[Items from a data source]
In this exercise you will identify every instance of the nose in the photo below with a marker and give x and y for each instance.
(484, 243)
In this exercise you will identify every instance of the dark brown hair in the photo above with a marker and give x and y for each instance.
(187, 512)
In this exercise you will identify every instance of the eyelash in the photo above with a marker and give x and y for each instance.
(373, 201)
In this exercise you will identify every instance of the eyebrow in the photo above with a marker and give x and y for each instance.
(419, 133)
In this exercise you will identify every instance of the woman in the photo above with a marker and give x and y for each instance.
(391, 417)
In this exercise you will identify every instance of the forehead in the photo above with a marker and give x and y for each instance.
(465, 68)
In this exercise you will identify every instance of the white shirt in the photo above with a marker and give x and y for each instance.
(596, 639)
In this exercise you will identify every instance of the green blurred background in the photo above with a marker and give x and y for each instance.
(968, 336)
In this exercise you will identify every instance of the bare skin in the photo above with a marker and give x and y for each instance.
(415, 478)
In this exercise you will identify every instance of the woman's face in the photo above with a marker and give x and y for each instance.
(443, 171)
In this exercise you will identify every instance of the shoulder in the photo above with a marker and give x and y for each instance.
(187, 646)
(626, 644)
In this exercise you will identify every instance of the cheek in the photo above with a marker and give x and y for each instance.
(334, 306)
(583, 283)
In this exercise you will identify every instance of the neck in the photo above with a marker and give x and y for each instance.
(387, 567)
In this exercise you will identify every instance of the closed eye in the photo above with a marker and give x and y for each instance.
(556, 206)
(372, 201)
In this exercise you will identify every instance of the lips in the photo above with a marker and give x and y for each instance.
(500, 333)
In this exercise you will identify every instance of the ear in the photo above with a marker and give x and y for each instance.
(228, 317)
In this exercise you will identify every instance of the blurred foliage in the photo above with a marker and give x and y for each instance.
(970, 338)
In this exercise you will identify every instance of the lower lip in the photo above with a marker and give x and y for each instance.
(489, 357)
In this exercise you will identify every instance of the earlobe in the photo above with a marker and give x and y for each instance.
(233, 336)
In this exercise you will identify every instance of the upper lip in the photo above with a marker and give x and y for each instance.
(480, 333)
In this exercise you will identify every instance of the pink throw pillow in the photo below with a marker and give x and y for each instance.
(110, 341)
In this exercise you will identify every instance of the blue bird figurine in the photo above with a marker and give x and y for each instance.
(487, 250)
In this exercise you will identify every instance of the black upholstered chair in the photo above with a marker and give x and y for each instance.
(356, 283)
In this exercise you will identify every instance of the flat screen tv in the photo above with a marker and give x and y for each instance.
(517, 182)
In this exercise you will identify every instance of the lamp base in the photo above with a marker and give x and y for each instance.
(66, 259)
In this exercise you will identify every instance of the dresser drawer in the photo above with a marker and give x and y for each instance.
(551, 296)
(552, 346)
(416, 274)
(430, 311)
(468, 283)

- [Task prompt] Print every record above exactly as it appears.

- [Your response]
In this exercise you will identify every instance of the nose in the photo below with a marker and give x and y for each instance.
(484, 243)
In this exercise you will identify every instance of the dark brown hair in the photo above with a marker and give x and y for each instance.
(187, 512)
In this exercise you will identify every instance of the eyelash in the photo above with a marker and give x and y for each instance.
(373, 201)
In this exercise you will identify every instance of the eyebrow in the photo above with a marker and give x and y for each instance.
(419, 133)
In this exercise you will identify every instance of the woman in the photo above with a marker and give x and y for each instance.
(391, 417)
In this exercise you will identify every instance of the forehead in the photo above with a marker and give x and y for each instance.
(465, 68)
In this exercise you will identify every instance of the white shirt in the photo above with a marker and give x and y for each instance.
(596, 639)
In this exercise you will identify every instance of the green blurred background in the photo above with a marker and give x and y for each instance.
(968, 336)
In this exercise you will identify every instance of the bare skin in the photo above with a marker and give x and y for each instance.
(415, 478)
In this exercise you will identify every instance of the woman's face in the photo above with a marker and give x and y for each instance.
(443, 171)
In this exercise you will identify every instance of the shoulder in the photo above with a marker and give x and y for each instance.
(187, 646)
(626, 644)
In this exercise you will identify every instance of the cheek in the photo above with a marker and give x and y for each instance.
(334, 306)
(583, 283)
In this exercise you will identify every instance of the neck in the photo above with a marker and give x and y for each instance.
(387, 567)
In this exercise you will identify every instance of the closed eye in the photo above with a marker and give x and y for each instance.
(556, 206)
(372, 201)
In this exercise you will identify every instance of the lips in the photo above with a marker and give x and y for each instance.
(500, 333)
In this exercise you will identify every instance of the ear in the photo above with a marker and give x and y for each instance.
(228, 317)
In this exercise you will identify every instance of the blurred foliage in the photo above with a marker and give x and y for each instance.
(970, 338)
In this exercise you will identify every instance of the lower lip in the photo above with a marker and give x and y for each instance.
(489, 357)
In this exercise you will identify every instance of the earlobe in the photo above with a marker and give x and y for each instance.
(233, 336)
In this exercise you will identify every instance of the upper lip in the photo above with a marker and give x and y for each instance.
(480, 333)
In this exercise you will identify every instance of the pink throw pillow in the photo below with a marker and give x and y for each instance.
(110, 341)
In this exercise you will identify every instance of the blue bird figurine in the photo above with a marker and give x and y for each instance.
(487, 250)
In this exercise you will identify every instance of the black upholstered chair in the photo above with a marker and give x and y for each instance.
(356, 283)
In this exercise you will identify every instance of the flat screen tv in the photo above with a marker and give x and y for each instance.
(517, 182)
In this exercise you will identify every instance of the lamp base in the photo above with a marker and give x and y for each instance.
(66, 259)
In this exercise you will identify every instance of the dresser drawer in the photo above with a marker and give x and y for each instance.
(551, 296)
(552, 346)
(416, 274)
(430, 311)
(468, 283)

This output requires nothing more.